» What you are asked to do: Reproduce verbatim the stretch of the data below from its first line through the line containing "point(751, 442)", both included.

···

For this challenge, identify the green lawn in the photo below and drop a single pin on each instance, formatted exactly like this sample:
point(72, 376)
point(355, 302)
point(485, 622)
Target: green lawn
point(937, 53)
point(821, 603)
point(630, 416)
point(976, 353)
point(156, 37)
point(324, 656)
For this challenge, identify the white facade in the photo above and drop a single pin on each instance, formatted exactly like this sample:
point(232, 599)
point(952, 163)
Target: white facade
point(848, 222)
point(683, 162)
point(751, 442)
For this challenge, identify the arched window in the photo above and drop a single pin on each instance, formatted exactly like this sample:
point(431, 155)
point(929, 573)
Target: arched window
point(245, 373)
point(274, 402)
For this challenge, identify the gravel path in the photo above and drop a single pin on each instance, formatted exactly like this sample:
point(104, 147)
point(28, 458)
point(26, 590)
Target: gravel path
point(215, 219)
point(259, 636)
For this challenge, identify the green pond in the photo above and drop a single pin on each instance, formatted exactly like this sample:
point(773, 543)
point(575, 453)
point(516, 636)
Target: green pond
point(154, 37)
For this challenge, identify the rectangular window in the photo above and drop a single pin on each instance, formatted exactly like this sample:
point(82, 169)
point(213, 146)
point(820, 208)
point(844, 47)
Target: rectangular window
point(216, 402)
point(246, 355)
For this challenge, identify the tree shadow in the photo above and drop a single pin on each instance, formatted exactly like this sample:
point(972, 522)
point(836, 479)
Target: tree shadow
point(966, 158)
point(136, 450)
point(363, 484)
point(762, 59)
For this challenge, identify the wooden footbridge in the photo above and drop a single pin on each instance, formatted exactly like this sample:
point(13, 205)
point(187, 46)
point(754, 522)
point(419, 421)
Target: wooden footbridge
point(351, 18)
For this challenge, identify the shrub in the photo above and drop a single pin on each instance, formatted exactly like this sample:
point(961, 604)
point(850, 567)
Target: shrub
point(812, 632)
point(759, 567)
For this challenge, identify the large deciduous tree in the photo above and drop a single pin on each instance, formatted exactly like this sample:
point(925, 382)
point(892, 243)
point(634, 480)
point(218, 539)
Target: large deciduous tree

···

» Answer below:
For this challenge, identify the green lawn in the photo below and drop a single pin on each instance, formatted exactly like this sample:
point(72, 376)
point(355, 302)
point(485, 622)
Target: green lawn
point(937, 53)
point(821, 603)
point(630, 416)
point(976, 353)
point(156, 37)
point(324, 656)
For this challenge, identify the white facade in the photo above and drop a single pin on each instance, formatted exactly like this sample:
point(232, 599)
point(952, 163)
Target: white facade
point(848, 222)
point(683, 162)
point(751, 442)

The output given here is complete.